(Collected data entries)

######

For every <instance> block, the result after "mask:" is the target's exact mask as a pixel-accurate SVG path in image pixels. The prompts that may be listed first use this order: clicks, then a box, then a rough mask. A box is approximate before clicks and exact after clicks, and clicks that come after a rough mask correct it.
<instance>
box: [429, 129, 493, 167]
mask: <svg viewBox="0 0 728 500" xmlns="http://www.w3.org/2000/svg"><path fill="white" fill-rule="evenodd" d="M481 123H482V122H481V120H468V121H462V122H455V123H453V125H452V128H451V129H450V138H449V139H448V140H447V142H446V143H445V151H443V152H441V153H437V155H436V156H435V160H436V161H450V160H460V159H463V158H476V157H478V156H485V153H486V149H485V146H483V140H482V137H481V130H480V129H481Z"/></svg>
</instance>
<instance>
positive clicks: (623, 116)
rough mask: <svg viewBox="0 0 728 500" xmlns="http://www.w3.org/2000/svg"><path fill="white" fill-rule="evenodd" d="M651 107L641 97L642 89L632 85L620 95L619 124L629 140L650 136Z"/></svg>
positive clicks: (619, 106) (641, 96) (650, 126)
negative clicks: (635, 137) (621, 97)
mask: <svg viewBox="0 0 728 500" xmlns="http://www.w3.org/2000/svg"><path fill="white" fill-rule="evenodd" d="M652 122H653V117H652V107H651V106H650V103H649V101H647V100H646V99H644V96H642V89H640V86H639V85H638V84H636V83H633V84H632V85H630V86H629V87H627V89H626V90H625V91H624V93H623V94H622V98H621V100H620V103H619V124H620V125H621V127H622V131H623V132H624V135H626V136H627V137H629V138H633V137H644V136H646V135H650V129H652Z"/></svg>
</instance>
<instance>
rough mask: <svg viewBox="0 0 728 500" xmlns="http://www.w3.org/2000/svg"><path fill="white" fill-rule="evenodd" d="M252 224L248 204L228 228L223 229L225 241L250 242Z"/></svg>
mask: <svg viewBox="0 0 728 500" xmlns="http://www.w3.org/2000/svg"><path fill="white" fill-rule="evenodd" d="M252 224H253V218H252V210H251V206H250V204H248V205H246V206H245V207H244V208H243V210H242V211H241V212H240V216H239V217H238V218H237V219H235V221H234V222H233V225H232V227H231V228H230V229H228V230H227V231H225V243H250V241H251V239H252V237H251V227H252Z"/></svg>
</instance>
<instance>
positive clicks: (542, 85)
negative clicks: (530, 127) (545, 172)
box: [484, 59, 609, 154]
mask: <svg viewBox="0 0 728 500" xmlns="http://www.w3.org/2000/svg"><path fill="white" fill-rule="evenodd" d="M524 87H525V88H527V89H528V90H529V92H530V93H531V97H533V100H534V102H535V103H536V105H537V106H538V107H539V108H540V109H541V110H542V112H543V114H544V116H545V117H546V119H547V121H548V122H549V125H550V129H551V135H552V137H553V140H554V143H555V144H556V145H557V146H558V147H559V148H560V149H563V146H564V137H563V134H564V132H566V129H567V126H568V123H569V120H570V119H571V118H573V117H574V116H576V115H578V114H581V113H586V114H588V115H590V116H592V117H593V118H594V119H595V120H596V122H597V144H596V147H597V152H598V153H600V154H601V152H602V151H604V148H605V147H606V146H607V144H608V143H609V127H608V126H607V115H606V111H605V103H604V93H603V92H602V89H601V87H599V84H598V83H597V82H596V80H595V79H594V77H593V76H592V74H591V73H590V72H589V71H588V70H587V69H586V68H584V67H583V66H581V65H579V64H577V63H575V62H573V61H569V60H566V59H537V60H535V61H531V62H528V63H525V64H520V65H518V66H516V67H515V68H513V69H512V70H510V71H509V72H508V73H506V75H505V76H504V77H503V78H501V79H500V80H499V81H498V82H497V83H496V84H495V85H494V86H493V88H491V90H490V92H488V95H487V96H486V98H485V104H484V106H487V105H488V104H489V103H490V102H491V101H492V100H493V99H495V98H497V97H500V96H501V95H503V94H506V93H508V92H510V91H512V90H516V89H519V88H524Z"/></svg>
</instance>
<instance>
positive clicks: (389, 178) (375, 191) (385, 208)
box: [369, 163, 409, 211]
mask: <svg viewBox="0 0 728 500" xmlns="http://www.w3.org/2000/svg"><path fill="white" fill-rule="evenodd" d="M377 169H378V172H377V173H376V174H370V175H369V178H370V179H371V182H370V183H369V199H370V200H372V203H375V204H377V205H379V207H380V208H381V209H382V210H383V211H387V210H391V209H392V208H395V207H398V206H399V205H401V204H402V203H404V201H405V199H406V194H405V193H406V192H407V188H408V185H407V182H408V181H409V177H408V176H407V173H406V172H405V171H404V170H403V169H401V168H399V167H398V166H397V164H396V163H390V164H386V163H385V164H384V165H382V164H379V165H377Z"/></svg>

######

▶ ASSIGNMENT
Using the entries above, output exactly the lines between the line holding "107L641 97L642 89L632" and the line holding "negative clicks: (530, 127) (545, 172)", end lines included, and nothing more.

▶ RESPONSE TO THIS TASK
rough mask: <svg viewBox="0 0 728 500" xmlns="http://www.w3.org/2000/svg"><path fill="white" fill-rule="evenodd" d="M651 107L641 97L642 89L632 85L620 95L619 124L629 140L650 136Z"/></svg>
positive clicks: (619, 106) (641, 96) (650, 126)
negative clicks: (635, 137) (621, 97)
mask: <svg viewBox="0 0 728 500" xmlns="http://www.w3.org/2000/svg"><path fill="white" fill-rule="evenodd" d="M652 122H653V117H652V107H651V106H650V103H649V101H647V100H646V99H644V96H642V89H640V86H639V85H638V84H636V83H633V84H632V85H630V86H629V87H627V89H626V90H625V91H624V93H623V94H622V98H621V100H620V103H619V124H620V125H621V127H622V131H623V132H624V135H626V136H627V137H629V138H633V137H644V136H646V135H650V129H652Z"/></svg>
</instance>
<instance>
rough mask: <svg viewBox="0 0 728 500" xmlns="http://www.w3.org/2000/svg"><path fill="white" fill-rule="evenodd" d="M252 224L248 204L228 228L223 229L225 241L250 242Z"/></svg>
mask: <svg viewBox="0 0 728 500" xmlns="http://www.w3.org/2000/svg"><path fill="white" fill-rule="evenodd" d="M252 224H253V218H252V210H251V206H250V204H248V205H246V206H245V207H244V208H243V210H242V211H241V212H240V216H239V217H238V218H237V219H235V221H234V222H233V225H232V227H231V228H230V229H228V230H227V231H225V243H250V241H251V239H252V237H251V227H252Z"/></svg>
</instance>
<instance>
positive clicks: (542, 85)
negative clicks: (530, 127) (545, 172)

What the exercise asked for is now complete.